--- GIVEN RECORDS Enclosed Below ---

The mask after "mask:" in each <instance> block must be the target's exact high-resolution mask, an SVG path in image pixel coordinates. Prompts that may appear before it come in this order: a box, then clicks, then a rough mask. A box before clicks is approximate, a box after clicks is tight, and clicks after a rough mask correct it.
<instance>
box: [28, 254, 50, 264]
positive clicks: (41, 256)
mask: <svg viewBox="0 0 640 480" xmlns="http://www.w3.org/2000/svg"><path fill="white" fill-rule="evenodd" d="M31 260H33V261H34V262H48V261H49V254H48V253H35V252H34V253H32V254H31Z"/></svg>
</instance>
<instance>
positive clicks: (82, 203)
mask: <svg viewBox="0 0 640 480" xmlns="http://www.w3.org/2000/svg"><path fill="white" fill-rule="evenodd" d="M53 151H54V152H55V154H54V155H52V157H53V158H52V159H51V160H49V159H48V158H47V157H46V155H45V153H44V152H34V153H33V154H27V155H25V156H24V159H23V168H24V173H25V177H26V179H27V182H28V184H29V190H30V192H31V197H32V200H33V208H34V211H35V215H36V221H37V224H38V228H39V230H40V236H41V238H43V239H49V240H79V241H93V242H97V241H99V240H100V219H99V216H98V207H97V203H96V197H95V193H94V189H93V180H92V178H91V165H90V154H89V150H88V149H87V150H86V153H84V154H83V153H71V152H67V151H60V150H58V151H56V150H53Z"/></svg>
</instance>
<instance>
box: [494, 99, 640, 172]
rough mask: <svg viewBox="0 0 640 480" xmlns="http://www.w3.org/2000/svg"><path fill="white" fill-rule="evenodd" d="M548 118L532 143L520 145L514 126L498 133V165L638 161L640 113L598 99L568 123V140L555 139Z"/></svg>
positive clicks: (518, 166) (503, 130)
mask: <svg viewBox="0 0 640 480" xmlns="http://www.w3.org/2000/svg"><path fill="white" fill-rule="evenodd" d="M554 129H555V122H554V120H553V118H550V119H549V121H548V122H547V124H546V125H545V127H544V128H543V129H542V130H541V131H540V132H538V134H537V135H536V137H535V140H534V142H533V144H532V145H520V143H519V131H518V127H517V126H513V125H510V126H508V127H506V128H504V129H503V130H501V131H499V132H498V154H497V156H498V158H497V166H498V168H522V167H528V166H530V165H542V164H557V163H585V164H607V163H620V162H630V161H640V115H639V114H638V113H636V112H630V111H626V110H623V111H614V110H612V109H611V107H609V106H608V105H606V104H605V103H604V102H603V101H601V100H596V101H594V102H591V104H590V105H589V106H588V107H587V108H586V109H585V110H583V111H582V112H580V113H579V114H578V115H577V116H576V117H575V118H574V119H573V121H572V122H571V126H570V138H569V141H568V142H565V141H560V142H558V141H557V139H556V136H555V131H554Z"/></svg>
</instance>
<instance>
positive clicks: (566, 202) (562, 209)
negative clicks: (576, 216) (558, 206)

--- End of Enclosed GIVEN RECORDS ---
--- GIVEN RECORDS Enclosed Below ---

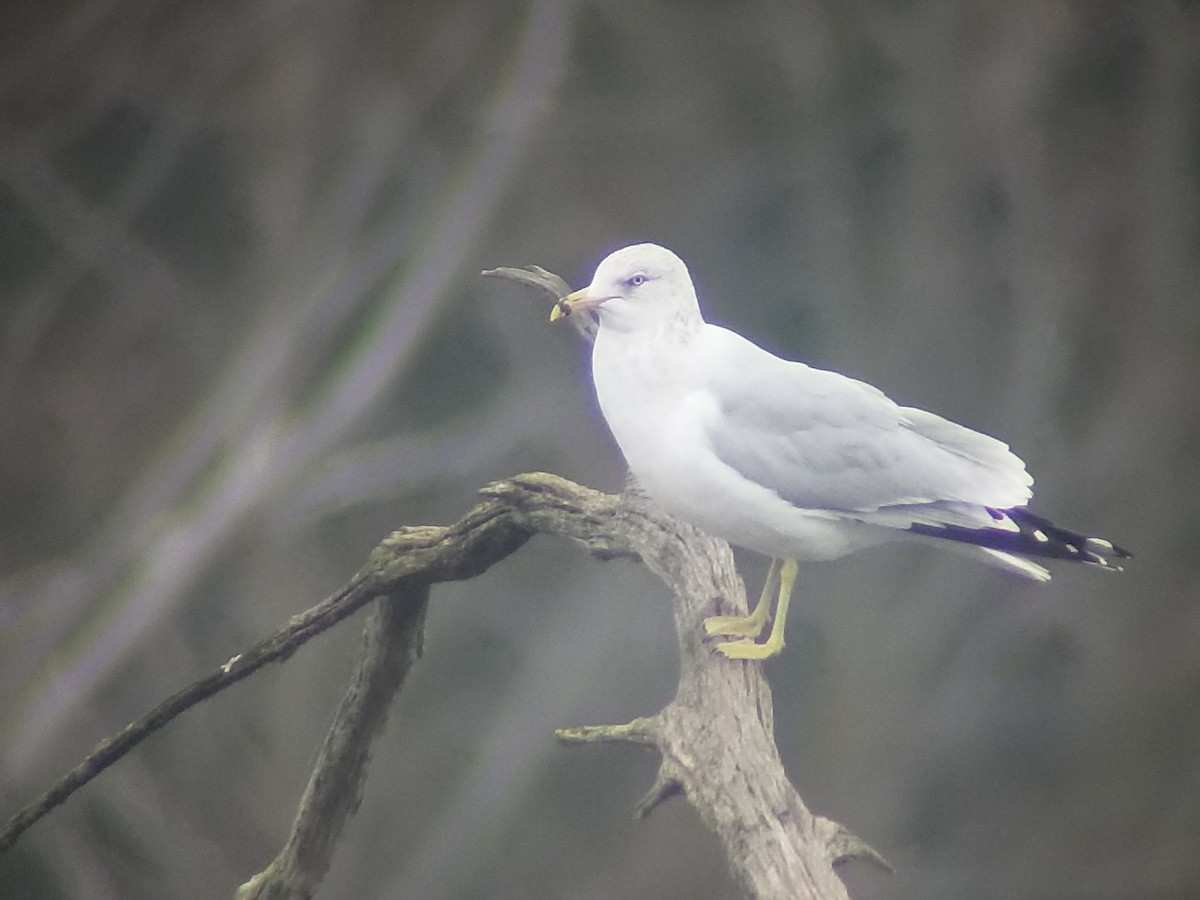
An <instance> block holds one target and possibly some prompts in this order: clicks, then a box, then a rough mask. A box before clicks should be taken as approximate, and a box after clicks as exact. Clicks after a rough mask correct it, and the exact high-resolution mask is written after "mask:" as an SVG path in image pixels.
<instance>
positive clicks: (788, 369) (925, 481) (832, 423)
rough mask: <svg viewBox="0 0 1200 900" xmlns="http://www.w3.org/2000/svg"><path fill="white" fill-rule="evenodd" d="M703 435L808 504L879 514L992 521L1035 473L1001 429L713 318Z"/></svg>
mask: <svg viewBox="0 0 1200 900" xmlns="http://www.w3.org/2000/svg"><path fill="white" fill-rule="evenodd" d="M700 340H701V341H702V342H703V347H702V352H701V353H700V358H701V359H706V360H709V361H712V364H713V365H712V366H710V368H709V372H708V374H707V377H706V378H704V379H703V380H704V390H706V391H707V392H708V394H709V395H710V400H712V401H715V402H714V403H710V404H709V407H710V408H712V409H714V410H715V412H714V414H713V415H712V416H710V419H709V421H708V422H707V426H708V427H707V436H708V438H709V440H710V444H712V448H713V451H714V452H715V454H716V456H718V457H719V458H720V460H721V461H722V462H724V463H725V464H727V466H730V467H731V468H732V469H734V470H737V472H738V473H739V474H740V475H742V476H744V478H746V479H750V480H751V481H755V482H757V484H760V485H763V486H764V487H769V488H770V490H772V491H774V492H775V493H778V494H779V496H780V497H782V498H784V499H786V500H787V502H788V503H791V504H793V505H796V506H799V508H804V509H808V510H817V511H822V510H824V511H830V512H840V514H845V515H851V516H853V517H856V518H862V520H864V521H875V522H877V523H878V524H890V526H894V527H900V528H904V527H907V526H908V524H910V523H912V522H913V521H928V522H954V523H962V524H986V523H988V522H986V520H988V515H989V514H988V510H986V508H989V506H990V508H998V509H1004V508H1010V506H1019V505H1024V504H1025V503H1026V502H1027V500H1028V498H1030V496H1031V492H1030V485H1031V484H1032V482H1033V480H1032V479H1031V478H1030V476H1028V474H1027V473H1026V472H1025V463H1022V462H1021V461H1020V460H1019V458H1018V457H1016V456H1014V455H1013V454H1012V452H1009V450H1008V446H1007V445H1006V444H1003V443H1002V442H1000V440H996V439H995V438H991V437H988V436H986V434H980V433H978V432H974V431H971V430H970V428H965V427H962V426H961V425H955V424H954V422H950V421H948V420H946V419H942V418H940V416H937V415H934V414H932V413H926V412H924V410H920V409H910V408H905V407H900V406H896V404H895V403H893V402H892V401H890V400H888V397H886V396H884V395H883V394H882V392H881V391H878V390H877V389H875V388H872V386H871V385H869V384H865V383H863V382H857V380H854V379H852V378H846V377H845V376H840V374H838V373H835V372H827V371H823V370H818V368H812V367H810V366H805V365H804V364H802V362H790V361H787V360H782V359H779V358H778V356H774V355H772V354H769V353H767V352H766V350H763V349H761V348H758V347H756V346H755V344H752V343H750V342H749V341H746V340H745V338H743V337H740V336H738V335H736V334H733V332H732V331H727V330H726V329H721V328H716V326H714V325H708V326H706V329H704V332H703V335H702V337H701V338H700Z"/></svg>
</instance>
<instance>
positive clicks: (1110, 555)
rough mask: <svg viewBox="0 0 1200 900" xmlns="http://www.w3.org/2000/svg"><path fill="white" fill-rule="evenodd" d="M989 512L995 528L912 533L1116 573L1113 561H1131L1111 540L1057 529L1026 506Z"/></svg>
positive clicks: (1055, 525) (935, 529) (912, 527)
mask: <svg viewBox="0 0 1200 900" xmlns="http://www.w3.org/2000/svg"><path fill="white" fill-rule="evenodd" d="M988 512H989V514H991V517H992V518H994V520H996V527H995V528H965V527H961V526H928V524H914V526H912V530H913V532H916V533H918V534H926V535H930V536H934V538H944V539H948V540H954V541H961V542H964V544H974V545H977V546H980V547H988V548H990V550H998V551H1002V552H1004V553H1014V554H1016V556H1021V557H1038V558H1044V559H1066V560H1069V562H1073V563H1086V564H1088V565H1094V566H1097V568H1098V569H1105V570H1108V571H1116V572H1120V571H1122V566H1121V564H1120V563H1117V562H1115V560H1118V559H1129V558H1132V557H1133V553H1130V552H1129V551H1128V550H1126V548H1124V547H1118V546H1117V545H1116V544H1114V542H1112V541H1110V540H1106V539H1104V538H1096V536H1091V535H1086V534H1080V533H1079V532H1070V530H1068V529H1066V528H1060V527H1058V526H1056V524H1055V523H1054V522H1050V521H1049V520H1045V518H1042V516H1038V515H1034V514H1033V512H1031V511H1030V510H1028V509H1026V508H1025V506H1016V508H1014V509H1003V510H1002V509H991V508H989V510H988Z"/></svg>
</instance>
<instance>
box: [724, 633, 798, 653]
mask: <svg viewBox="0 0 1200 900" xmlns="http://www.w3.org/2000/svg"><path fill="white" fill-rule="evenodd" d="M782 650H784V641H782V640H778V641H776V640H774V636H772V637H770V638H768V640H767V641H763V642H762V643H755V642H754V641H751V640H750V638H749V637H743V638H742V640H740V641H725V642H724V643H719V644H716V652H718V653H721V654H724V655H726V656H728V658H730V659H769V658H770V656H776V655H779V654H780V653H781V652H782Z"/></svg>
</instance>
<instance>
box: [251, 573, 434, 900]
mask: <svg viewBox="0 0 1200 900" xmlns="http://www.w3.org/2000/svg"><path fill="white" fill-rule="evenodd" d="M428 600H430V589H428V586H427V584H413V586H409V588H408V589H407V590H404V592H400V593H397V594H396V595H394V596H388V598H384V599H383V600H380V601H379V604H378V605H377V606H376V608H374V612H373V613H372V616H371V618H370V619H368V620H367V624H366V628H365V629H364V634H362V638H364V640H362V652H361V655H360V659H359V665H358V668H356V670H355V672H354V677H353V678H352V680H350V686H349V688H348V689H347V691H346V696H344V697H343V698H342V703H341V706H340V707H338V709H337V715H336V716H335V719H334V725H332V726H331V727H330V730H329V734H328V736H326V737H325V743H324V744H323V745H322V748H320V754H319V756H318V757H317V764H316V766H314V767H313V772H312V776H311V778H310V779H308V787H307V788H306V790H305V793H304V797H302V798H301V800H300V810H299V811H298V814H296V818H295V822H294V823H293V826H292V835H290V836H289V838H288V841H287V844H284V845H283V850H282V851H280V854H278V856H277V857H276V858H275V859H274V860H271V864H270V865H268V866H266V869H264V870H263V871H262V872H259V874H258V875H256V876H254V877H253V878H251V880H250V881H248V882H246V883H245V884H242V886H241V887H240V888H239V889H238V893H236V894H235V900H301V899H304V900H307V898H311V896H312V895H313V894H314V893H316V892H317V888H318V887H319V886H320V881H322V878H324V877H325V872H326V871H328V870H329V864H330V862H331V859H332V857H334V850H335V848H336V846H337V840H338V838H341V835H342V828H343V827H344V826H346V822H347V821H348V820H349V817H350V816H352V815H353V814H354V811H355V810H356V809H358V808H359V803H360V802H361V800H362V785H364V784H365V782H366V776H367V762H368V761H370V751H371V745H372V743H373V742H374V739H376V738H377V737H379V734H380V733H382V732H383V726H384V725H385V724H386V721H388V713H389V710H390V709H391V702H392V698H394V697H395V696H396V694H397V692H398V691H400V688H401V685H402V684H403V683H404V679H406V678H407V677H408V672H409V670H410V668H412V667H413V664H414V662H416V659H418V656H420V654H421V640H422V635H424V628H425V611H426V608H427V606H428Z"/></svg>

--- End of Enclosed GIVEN RECORDS ---

## EXERCISE DIRECTIONS
Return every line from the one containing "The mask after" down through the one containing "positive clicks: (41, 256)", both included, exactly as they appear.

## OUTPUT FOR THIS TASK
The mask after "mask:" in each <instance> block must be the target's exact high-resolution mask, an SVG path in image pixel coordinates. Prompts that may appear before it come in this order: a box, then clicks, then a rough mask. A box before clicks is approximate, a box after clicks is tight, and clicks after a rough mask correct it.
<instance>
box: [28, 254, 50, 264]
positive clicks: (41, 256)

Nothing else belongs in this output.